### Passage provided
The truth is that Brain Epstein was keeping his head down that day. The Beatles’ manager was well aware that the boys would kick up a fuss when they saw the incredible security set up at Wimbeldon.
As a rule Eppy was known to be absolutely hopeless at delegating, unless it suited his particular purpose. But he’d said to me, “Tony, this is your baby.” In the case of Wimbledon, he made it clear that I was responsible, it was my pigeon, I carried the can. “You talk them into it, Tony! It was your idea in the first place, so deal with it.”
In a way, it was indeed all my fault that the Beatles were appearing at Wimbledon that December Sunday a couple of weeks before Christmas in 1963, to face an audience of their fan club members. The whole affair was an elaborate and carefully planned public relations job to regain some sort of goodwill with members of the fan club, who had been joining up in such enormous numbers throughout the year that many had finished up having a raw deal, waiting far too long for their membership kits to come through and not getting replies to their letters.
The Fan Club Get Together at Wimbledon was part of a package of desperate measures. I devised in a last ditch attempt to improve the relationship between the group and their 80,000 paid up card carrying UK fans. The other main way we won back the faith of those who had been disgruntled with the Club’s standard of service that year was to dish out free copies of the first specially produced Fan Club Christmas Record.

### Supplied data

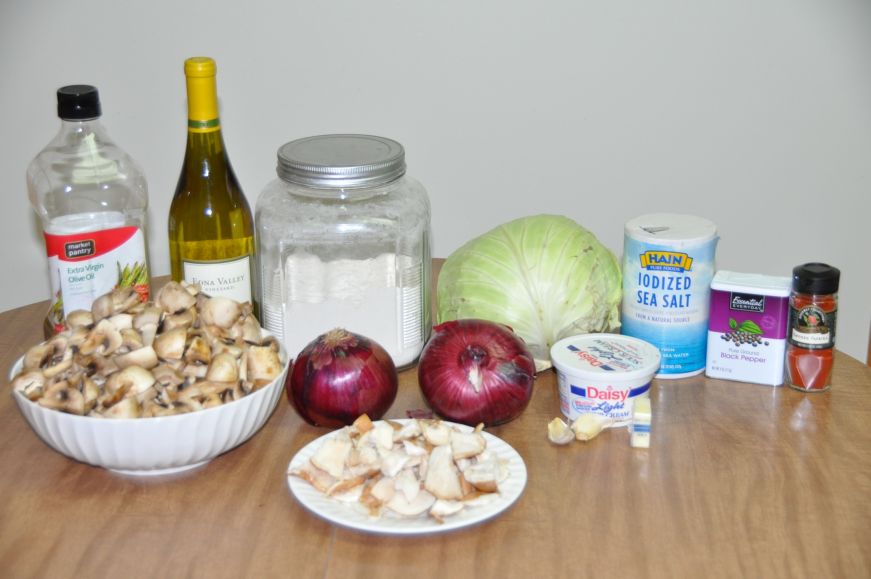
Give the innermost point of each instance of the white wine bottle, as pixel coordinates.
(211, 231)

### Stated goal A
In the passage about the Beatles' fan club event at Wimbledon, how many paid-up, card-carrying UK fans did the fan club have?
### Stated goal B
Transcribe everything in the Beatles fan club passage from "As a rule Eppy" down to "to their letters.".

### Reply A
80,000

### Reply B
As a rule Eppy was known to be absolutely hopeless at delegating, unless it suited his particular purpose. But he’d said to me, “Tony, this is your baby.” In the case of Wimbledon, he made it clear that I was responsible, it was my pigeon, I carried the can. “You talk them into it, Tony! It was your idea in the first place, so deal with it.”
In a way, it was indeed all my fault that the Beatles were appearing at Wimbledon that December Sunday a couple of weeks before Christmas in 1963, to face an audience of their fan club members. The whole affair was an elaborate and carefully planned public relations job to regain some sort of goodwill with members of the fan club, who had been joining up in such enormous numbers throughout the year that many had finished up having a raw deal, waiting far too long for their membership kits to come through and not getting replies to their letters.